GIVEN PASSAGE:
## begin
But while the year-on-year comparisons look good, it was a different story half-on-half. CBA shares dropped as much as 1% this morning as the bank reported total operating income grew by a measly 0.3% in the six months to June to $11,099 billion, from $11,067 million in the December half-year. Eek! But the flat income number was largely explained by one-offs like the boost to first-half profits from the internalisation of management rights to its two former property trusts, and ephemera such as the fact there were three fewer business days in the second half of the year. Stripping all that out, as chief financial officer David Craig explained, operating income was up 3%.
Sticking with the half-on-half comparisons, the bad news was in business and private banking, where income fell 9% to $729 million, and in institutional banking, which fell 13% to $584 million. That was driven by weak growth in lending and, most notably, a near-doubling in the amount of impaired loans. In business and private banking, impairments jumped 91% to $166 million, while in institutional impairments rose 90% to $40 million.
## end
RECORD SET:
## begin
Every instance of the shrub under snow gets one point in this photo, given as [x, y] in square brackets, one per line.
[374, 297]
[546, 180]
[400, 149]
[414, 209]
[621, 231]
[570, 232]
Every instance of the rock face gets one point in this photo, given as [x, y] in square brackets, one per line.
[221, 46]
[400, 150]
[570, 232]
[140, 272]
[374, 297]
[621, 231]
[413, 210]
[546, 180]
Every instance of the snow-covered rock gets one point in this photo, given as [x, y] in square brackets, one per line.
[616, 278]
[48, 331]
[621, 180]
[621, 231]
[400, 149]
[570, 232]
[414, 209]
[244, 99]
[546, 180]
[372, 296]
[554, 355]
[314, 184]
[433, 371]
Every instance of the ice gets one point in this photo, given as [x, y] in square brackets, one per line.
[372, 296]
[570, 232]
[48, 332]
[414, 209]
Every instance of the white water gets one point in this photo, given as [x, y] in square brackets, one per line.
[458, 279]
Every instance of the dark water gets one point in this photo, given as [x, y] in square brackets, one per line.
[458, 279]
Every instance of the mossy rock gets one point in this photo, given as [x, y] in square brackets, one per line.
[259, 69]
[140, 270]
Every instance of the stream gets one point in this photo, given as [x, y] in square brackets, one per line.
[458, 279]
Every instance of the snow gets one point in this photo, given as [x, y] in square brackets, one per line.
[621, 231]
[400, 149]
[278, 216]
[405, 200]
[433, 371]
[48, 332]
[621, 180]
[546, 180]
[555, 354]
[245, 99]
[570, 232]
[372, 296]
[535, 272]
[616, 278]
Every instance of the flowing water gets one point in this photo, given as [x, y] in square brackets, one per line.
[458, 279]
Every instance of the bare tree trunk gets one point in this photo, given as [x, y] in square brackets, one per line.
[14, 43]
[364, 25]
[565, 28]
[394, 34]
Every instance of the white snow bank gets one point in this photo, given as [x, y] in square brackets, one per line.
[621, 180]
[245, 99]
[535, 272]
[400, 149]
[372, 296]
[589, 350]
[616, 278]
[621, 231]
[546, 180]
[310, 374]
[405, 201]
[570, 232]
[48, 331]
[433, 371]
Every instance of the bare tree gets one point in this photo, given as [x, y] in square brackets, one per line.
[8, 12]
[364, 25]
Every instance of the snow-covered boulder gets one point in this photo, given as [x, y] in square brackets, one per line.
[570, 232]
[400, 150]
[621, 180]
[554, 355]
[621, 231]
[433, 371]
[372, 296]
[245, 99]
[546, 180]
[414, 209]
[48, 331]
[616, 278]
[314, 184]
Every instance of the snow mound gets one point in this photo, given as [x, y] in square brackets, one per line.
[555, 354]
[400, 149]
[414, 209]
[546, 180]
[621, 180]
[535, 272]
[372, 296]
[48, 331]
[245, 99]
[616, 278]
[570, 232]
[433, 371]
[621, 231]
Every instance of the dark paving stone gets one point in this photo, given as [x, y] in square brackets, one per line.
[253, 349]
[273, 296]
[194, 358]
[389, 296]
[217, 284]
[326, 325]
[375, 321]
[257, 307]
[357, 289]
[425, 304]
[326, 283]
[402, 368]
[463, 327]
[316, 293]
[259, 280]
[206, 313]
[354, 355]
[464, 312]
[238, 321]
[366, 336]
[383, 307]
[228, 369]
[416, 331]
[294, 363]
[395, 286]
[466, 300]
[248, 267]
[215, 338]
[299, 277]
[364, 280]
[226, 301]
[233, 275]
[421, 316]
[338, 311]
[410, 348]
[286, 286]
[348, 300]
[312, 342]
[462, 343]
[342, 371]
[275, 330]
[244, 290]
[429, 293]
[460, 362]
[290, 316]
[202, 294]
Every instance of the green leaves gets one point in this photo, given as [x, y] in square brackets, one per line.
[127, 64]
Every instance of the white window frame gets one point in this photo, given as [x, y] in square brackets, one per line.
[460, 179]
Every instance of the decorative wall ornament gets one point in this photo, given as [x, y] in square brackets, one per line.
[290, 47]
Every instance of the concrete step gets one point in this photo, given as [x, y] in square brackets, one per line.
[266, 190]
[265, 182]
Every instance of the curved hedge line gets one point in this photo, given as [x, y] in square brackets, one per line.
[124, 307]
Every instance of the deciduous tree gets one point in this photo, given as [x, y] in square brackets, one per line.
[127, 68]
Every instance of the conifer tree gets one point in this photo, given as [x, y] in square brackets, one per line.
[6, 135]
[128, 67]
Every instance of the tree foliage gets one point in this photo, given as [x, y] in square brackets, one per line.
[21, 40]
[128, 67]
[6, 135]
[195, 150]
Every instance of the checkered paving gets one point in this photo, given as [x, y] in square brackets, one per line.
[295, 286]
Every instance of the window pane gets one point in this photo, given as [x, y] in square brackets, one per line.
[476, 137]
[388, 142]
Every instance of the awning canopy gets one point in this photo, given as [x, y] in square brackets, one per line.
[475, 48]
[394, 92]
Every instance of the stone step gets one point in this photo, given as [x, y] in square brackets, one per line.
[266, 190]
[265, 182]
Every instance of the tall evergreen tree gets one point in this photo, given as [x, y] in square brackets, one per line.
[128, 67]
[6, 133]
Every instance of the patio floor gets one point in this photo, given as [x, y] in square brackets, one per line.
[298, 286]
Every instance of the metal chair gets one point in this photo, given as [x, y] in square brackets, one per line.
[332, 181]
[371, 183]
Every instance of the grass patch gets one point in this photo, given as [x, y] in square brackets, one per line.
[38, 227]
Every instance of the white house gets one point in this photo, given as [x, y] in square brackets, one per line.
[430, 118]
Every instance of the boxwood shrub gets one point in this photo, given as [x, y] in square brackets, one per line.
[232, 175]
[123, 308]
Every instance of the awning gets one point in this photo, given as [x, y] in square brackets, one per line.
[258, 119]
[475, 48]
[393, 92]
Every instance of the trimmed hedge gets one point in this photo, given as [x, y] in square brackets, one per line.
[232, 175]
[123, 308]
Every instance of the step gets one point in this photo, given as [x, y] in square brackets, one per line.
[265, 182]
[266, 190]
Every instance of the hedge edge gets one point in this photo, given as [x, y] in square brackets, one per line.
## end
THINGS TO DO:
1: In the passage on CBA's results, how much did impairments in business and private banking rise, and to what amount?
2: Count the lines of the records above that contain the word "water", treating case as significant, and give only the number.

THE RESULTS:
1: They rose 91% to $166 million.

2: 3